Берлинское статистическое бюро, бывшее до 1844 года самостоятельным учреждением, было в этом году подчинено департаменту торговли. Мера эта «вызвала справедливое неудовольствие со стороны лучших статистиков и ученых Германии; тогда сделана уступка общественному мнению, и в 1848 году статистическое бюро подчинено министерству внутренних дел…» (стр. 56). С дрезденским статистическим бюро поступлено еще лучше, «Еще в мае, – говорит г. Бабст, – Энгель, директор его, жаловался, что ему нет покоя от камер и что на него особенно негодует дворянская партия (Junkerthum) за некоторые данные, им выставленные относительно дворянских имений, за напечатание приблизительного вычисления их доходов… Палата саксонская сильно, должно быть, озлобилась на статистику и отказала бюро в прибавочных 2000 талеров, тогда как она же вотировала единогласно 25 000 талеров на монумент в честь покойного короля… Когда я в августе проезжал опять через Дрезден, – заключает г. Бабст, – Энгель вышел уже, сказали мне, в отставку и посвятил себя частным делам» (стр. 98)… Может быть, и это тоже доказывает, что теперь повсюду в Европе (исключая, конечно, Австрию!) «гласность допускает всеобщий народный контроль» и что «потребности государственные и общественные принимаются всеми близко к сердцу»?

А до какой степени велика уже теперь сила образования в сравнении с силою грубого произвола, об этом очень красноречиво может свидетельствовать г. Бабсту история немецких университетов, которую он так хорошо излагает в своем четвергом письме{10}. Университетам ли, уж кажется, не быть опорами образования? Ведь это учреждение вековое, высшее, свободное, укоренившееся в народной жизни, особенно в Германии. И что же оказалось? Университеты ограничены, стеснены, подвергнуты преследованиям, в которых, по словам г. Бабста, каждое немецкое правительство как будто хотело перещеголять друг друга… И все это прошло так, как будто бы все было в порядке вещей. А между тем как бесцеремонно поступали с бедняжками! Приведем слова г. Бабста (стр. 71):

Не будем говорить об Австрии, где император Франс сказал в Ольмюце профессорам, что дело не в знании, не в учении, а в том, чтобы ему приготовили подданных, богобоязненных и с хорошим поведением, но даже Пруссия оказала в деле преследования особенное рвение. Вместо того чтобы предоставить преобразование самим университетам, вместо того чтобы обновить их уничтожением остатков средневекового устройства и расширить круг их действия, признав за ними право самостоятельности и инициативы во всем, что действительно их касается, самостоятельности и свободы, без которых universitas literarum немыслима, а не глупых привилегий и исключительности, – немецкие правительства не тронули последних, а наложили руку на главное, на жизненную силу университетов, на свободу преподавания.

Что же это доказывает? Неужели опять-таки то, что ныне в Западной Европе «уважение к общественному мнению в образованном правительстве воздерживает его от произвольных распоряжений»?..

(Фрагменты набора данных для разметки точек)
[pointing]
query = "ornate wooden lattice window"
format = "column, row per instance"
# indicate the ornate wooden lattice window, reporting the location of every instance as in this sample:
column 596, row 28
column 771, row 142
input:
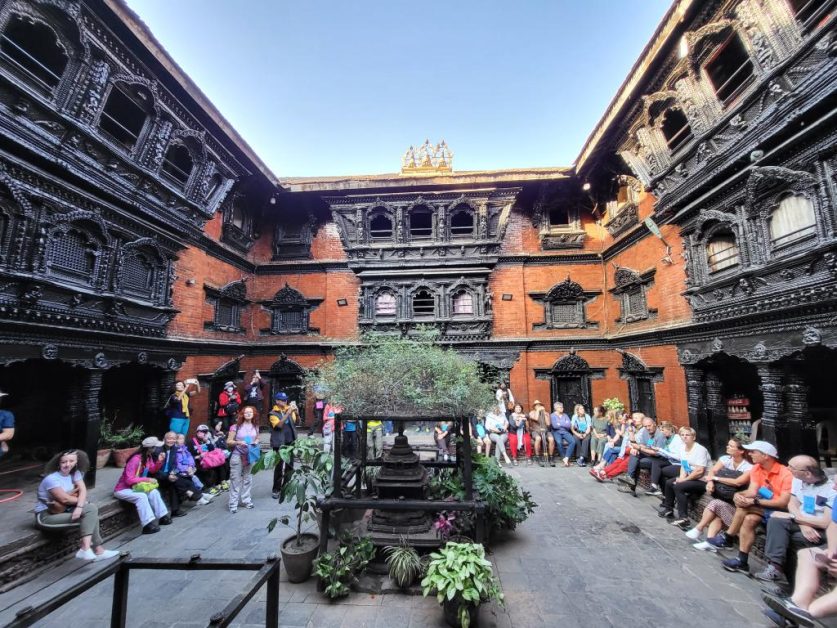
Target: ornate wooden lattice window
column 31, row 49
column 792, row 220
column 730, row 69
column 289, row 312
column 228, row 303
column 722, row 252
column 631, row 288
column 386, row 305
column 676, row 129
column 178, row 164
column 124, row 115
column 564, row 306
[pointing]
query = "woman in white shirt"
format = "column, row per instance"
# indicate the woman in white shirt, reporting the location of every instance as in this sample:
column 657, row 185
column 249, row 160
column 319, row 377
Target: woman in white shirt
column 718, row 513
column 694, row 463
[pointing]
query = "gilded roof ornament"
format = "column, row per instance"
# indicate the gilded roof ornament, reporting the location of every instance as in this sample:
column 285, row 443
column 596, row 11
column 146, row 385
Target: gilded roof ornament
column 428, row 159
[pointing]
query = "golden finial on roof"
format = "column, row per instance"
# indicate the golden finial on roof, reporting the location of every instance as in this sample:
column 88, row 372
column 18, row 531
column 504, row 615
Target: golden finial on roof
column 428, row 159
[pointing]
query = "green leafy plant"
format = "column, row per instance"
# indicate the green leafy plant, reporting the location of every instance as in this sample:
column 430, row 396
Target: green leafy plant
column 338, row 569
column 403, row 562
column 613, row 404
column 460, row 573
column 422, row 377
column 309, row 478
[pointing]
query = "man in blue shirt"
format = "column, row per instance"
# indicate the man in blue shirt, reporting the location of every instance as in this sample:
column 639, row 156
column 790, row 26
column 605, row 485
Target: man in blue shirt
column 7, row 428
column 561, row 427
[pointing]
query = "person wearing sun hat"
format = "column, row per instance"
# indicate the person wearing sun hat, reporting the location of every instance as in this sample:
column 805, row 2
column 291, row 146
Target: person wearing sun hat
column 769, row 491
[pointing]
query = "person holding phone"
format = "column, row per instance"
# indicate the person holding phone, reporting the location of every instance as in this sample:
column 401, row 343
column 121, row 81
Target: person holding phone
column 804, row 524
column 769, row 491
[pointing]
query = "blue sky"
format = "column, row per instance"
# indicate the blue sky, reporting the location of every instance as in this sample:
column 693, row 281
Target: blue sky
column 344, row 87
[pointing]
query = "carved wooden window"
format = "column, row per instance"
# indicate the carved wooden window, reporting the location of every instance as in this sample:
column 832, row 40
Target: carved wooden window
column 380, row 228
column 124, row 114
column 385, row 304
column 463, row 303
column 730, row 69
column 721, row 252
column 809, row 12
column 792, row 220
column 423, row 304
column 178, row 164
column 71, row 253
column 462, row 224
column 421, row 224
column 32, row 48
column 138, row 275
column 676, row 129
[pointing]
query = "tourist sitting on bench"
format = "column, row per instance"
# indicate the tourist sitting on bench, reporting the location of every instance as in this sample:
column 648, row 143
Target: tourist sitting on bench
column 62, row 504
column 730, row 474
column 804, row 524
column 769, row 490
column 801, row 609
column 646, row 450
column 691, row 480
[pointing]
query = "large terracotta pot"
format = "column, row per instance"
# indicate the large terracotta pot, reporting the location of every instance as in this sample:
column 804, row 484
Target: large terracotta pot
column 120, row 456
column 300, row 561
column 102, row 457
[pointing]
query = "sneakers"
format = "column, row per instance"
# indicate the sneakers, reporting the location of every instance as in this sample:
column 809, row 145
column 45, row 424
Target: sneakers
column 693, row 534
column 152, row 528
column 106, row 555
column 736, row 564
column 720, row 541
column 771, row 573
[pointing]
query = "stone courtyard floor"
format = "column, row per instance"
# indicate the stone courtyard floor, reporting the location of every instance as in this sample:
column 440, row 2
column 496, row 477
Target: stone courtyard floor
column 589, row 556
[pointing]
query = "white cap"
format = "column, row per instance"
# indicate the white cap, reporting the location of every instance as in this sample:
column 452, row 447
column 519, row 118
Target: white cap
column 764, row 447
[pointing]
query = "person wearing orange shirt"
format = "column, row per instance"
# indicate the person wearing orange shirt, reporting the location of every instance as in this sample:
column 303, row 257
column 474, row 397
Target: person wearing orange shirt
column 769, row 490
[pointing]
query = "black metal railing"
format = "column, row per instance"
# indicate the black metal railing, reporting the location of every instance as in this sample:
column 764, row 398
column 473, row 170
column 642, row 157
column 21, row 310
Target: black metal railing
column 267, row 571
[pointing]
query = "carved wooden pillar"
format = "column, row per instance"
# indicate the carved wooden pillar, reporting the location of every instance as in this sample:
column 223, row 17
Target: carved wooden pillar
column 86, row 417
column 694, row 396
column 773, row 423
column 802, row 435
column 716, row 414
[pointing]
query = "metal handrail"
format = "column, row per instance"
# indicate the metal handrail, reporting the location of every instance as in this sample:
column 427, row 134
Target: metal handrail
column 267, row 572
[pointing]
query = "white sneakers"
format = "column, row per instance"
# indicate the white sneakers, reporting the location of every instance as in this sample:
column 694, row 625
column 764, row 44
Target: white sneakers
column 694, row 534
column 704, row 546
column 91, row 556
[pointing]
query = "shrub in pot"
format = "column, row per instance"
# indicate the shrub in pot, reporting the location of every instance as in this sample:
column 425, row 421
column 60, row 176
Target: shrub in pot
column 461, row 578
column 308, row 479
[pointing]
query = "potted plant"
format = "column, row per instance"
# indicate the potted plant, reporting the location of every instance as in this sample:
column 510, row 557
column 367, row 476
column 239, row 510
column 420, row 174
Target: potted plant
column 308, row 479
column 404, row 564
column 461, row 578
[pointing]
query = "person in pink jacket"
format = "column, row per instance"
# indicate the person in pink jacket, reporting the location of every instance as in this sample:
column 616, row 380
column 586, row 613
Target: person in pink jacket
column 138, row 486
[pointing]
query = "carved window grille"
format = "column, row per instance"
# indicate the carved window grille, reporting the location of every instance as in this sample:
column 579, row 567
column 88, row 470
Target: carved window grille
column 421, row 224
column 809, row 13
column 730, row 69
column 792, row 220
column 462, row 224
column 32, row 49
column 138, row 276
column 567, row 314
column 463, row 303
column 385, row 304
column 676, row 129
column 177, row 164
column 380, row 228
column 123, row 117
column 424, row 304
column 722, row 252
column 70, row 253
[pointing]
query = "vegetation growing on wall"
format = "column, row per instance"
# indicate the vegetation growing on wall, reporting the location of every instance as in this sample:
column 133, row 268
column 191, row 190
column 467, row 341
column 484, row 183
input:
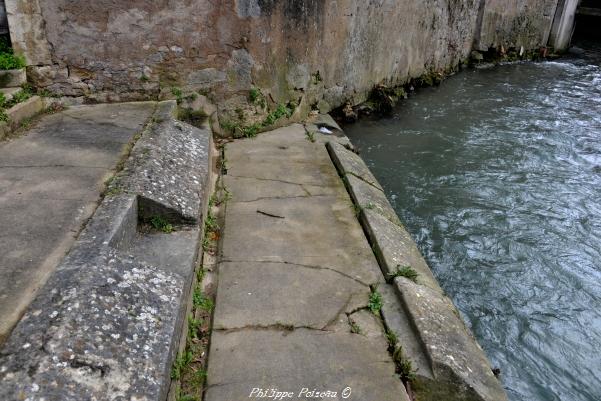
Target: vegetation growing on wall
column 9, row 60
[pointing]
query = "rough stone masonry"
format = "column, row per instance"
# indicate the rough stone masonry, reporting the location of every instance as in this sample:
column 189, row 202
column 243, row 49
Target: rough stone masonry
column 315, row 53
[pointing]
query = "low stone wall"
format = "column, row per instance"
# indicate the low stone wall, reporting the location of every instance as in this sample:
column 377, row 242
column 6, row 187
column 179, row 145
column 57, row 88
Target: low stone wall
column 314, row 53
column 450, row 363
column 106, row 324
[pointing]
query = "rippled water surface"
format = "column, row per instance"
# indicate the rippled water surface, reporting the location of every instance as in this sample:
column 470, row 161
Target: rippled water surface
column 497, row 175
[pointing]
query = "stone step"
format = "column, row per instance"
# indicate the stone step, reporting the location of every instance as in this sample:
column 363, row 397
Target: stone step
column 13, row 78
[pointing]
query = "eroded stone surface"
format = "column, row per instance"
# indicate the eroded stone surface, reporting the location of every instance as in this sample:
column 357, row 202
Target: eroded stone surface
column 295, row 263
column 169, row 166
column 350, row 163
column 395, row 248
column 64, row 347
column 293, row 360
column 323, row 52
column 314, row 231
column 297, row 296
column 456, row 359
column 107, row 323
column 366, row 196
column 50, row 181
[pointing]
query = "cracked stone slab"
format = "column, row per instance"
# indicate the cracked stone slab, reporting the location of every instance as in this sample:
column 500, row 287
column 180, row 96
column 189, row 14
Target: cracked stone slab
column 293, row 360
column 284, row 155
column 317, row 231
column 366, row 196
column 248, row 189
column 395, row 248
column 369, row 325
column 305, row 296
column 169, row 167
column 350, row 163
column 458, row 363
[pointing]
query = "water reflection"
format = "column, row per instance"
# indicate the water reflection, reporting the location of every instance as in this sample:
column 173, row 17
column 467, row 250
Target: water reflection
column 497, row 174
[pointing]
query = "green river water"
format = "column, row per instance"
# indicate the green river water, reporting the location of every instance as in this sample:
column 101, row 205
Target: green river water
column 497, row 175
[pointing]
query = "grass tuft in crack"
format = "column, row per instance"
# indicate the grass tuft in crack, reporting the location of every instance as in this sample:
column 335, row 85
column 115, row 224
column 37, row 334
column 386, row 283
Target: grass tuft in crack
column 403, row 365
column 375, row 301
column 406, row 271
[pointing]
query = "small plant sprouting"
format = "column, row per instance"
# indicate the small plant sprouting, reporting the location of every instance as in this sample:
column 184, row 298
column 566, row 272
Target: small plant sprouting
column 181, row 362
column 256, row 97
column 179, row 95
column 201, row 301
column 193, row 325
column 311, row 136
column 316, row 78
column 161, row 224
column 369, row 205
column 355, row 329
column 406, row 271
column 375, row 301
column 392, row 340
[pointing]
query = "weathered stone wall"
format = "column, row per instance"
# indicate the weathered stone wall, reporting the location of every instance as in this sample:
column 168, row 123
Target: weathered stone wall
column 312, row 52
column 515, row 23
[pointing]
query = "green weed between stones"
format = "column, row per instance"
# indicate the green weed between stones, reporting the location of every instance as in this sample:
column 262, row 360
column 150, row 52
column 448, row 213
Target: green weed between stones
column 406, row 271
column 239, row 130
column 189, row 366
column 199, row 300
column 403, row 365
column 375, row 301
column 354, row 327
column 8, row 59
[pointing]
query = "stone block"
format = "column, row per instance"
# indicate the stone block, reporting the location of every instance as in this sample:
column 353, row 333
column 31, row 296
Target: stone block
column 169, row 168
column 25, row 110
column 314, row 359
column 459, row 366
column 350, row 163
column 367, row 196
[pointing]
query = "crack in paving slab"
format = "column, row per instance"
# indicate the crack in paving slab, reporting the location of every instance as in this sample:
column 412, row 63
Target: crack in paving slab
column 283, row 197
column 316, row 267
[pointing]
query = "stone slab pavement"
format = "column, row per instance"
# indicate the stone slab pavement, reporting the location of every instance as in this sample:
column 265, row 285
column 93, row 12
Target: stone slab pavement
column 51, row 179
column 294, row 281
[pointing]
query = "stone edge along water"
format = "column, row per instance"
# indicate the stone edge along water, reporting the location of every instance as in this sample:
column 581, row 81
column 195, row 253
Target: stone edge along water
column 451, row 364
column 106, row 325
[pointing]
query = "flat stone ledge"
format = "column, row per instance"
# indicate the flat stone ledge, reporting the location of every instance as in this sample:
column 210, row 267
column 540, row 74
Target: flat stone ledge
column 461, row 370
column 169, row 167
column 350, row 163
column 394, row 248
column 311, row 359
column 451, row 365
column 366, row 196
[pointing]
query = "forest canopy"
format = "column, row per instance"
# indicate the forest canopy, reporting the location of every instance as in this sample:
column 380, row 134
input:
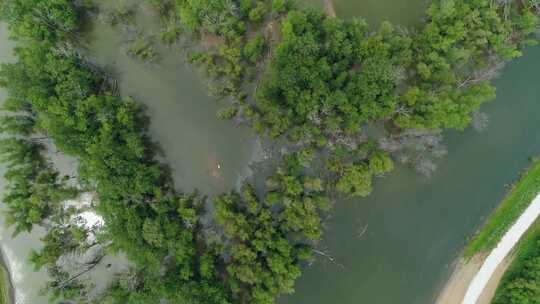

ЗАДАНИЕ - Продублируйте фрагмент исходного текста выше: всё от слов «Не будем говорить» вниз до слов «на свободу преподавания.» включительно.

РЕЗУЛЬТАТ ВЫПОЛНЕНИЯ -
Не будем говорить об Австрии, где император Франс сказал в Ольмюце профессорам, что дело не в знании, не в учении, а в том, чтобы ему приготовили подданных, богобоязненных и с хорошим поведением, но даже Пруссия оказала в деле преследования особенное рвение. Вместо того чтобы предоставить преобразование самим университетам, вместо того чтобы обновить их уничтожением остатков средневекового устройства и расширить круг их действия, признав за ними право самостоятельности и инициативы во всем, что действительно их касается, самостоятельности и свободы, без которых universitas literarum немыслима, а не глупых привилегий и исключительности, – немецкие правительства не тронули последних, а наложили руку на главное, на жизненную силу университетов, на свободу преподавания.